----- Text shown

War of the Maps by Paul McAuley

Reviewed by Nick Hubble. This review first appeared in The BSFA Review.

On one level, War of the Maps is a really well-told, slightly old-fashioned science-fiction adventure novel, which is accurately summarised by the front-cover tagline: ‘Across a giant artificial world in space, the lucidor hunts his man’. As McAuley notes in his ‘Acknowledgments’, the inspiration for the world depicted is an article by Ibrahim Semiz and Selim Oğur, ‘Dyson Spheres around White Dwarfs’. However, as he has pointed out on his blog, the story grew from ‘a character and a situation’ and an idea for the ending. Once he had the character’s voice right, the novel flowed because ‘the protagonist’s path through the world was mapped by his needs, desires and beliefs, and his interactions with other characters’. I quote at length both because this seems like useful advice for anyone wanting to write this kind of novel but also because I think this accounts for how convincing and satisfying this novel is to read; there are no false notes. 

War of the Maps

Lucidors are law-keepers in the Free State. While there are more than one in the novel, the protagonist is referred to throughout as the lucidor. Although he is retired, he is on one last mission to bring back to justice the villainous Remfrey He, who he had previously tracked down and captured at great cost but who has now been released by a political faction to go and help the war effort in neighbouring Patua against ‘the invasion’. This set-up is reminiscent of a classic Western and indeed the opening finds the lucidor on horseback fleeing bandits in a beautifully written sequence which recalls the spare poetic tone of Cormac McCarthy. While this genre setting changes – at one point later in the novel the action switches into a Hornblower-style naval voyage – the lucidor retains the moral and narrative integrity of the sheriff pursuing justice. I imagined him as like Gary Cooper or James Stewart or possibly even Joel McCrea in Ride the High Country.

The novel turns on two linked questions: is the lucidor’s single-minded hunt for Remfrey He correct, and what the right values to live by are. There is an ongoing disparity between the plain egalitarianism of the Free State and the aristocratic hierarchy of Patua. This latter contrast forms part of the war (although to be clear the two countries are ostensibly allies) mentioned in the novel’s title. The term ‘map’ refers equally to land masses, countries, societies and the genetic make-ups of organisms and thus indicates some sort of scaled fractal relationship between the particular and the universal. ‘The invasion’ is a creeping wave of mutation producing a new biology, including the ant-like ‘alter women’ whose nests are gradually overtaking the north of Padua despite the best efforts of the army.

----------
----- The data

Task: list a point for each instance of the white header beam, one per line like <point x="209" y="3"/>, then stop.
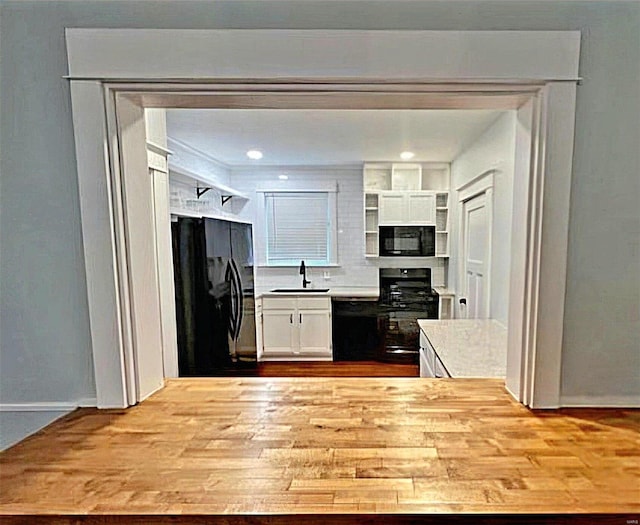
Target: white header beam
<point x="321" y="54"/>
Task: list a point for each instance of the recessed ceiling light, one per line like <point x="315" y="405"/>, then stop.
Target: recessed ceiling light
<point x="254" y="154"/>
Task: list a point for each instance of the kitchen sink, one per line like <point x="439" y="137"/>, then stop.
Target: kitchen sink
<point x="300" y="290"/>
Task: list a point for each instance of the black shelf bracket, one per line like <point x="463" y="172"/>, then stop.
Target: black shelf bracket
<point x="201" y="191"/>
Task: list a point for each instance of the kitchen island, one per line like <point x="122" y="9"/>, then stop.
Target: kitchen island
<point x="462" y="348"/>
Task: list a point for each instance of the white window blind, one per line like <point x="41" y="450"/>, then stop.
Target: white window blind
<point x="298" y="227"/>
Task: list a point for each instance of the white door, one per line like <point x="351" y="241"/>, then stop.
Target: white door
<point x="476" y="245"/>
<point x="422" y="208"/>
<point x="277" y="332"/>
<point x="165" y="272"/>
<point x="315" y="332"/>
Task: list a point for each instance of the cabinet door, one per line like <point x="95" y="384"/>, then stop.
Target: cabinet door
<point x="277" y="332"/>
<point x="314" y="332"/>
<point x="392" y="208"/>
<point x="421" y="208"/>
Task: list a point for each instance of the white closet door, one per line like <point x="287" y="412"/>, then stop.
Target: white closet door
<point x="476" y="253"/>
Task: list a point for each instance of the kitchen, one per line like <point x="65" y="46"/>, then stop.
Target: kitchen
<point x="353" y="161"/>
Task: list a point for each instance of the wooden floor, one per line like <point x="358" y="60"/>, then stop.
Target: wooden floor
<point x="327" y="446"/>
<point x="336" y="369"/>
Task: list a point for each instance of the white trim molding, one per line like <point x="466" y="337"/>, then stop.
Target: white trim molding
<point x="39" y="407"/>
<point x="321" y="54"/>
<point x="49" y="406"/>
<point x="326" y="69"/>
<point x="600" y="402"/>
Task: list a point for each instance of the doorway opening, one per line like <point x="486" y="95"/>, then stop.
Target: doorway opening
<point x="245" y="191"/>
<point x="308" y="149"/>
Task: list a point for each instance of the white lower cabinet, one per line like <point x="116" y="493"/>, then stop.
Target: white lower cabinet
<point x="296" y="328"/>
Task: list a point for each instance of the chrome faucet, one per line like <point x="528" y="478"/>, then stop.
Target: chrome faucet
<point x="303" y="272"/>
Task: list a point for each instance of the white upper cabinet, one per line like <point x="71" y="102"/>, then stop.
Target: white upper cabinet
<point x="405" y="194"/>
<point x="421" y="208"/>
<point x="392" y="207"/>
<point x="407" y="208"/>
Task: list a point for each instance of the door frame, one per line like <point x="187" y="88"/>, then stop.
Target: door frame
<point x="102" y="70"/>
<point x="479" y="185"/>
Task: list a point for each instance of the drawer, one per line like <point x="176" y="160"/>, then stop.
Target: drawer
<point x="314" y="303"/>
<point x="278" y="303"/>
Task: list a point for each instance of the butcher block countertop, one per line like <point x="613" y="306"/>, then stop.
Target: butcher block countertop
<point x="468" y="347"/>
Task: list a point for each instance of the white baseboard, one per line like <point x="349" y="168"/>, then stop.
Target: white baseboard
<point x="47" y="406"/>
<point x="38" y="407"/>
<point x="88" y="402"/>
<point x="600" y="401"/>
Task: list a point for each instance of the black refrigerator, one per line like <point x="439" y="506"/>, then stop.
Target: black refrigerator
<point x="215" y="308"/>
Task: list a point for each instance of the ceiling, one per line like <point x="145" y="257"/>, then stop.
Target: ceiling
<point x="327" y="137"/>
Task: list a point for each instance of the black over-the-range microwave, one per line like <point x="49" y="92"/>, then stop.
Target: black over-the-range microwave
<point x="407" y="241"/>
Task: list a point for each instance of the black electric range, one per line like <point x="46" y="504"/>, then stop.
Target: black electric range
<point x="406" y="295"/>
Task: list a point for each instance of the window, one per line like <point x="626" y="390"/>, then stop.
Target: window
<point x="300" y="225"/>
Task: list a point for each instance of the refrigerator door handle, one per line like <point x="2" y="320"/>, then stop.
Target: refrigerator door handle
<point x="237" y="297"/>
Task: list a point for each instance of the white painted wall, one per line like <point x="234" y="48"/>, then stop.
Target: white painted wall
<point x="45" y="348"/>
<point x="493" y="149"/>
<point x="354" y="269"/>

----------

→ **Task set**:
**A)** According to the review of War of the Maps, what does the term "map" refer to? List each.
**B)** Write the next part of the review of War of the Maps, continuing after its final sentence.
The records are separate material, unrelated to the review.

→ **Answers given**:
**A)**
- Land masses
- Countries
- Societies
- The genetic make-ups of organisms

**B)**
We see what is at stake in all of these struggles through the lucidor’s various encounters with others: often women who, as the lucidor observes ‘don’t have the same obsession with hierarchy as men’. This is a point of superficial similarity between the lucidor and Remfrey He, who extols the alter-women colonies as utopias in which everyone works peacefully for the common good, even as he manipulates them for his own ends. Gary Wolfe likens Remfrey He to a Bond villain in his review of the novel for Locus and suggests that the archetypal confrontation between the two men is a little too clichéd. But I wondered if that was the point. The lucidor’s most important relationships are actually with his dead wife (in memory) and with the novel’s other main protagonists, the ‘map-reader’ Orjen Starbreaker and her steward Lyra. The standoff with Remfrey He seems more like a commentary on such male rivalries rather than the key point of the plot. Indeed, War of the Maps, with its intertextual allusions to ‘new flesh’, ‘dire wolves’ and Pratchett, may be read as a metatext subtly commenting on the traditional form of the genre and thereby opening the way to representing social change. Perhaps the novel is not so old-fashioned after all. It is certainly one that I recommend reading and which I will myself reread.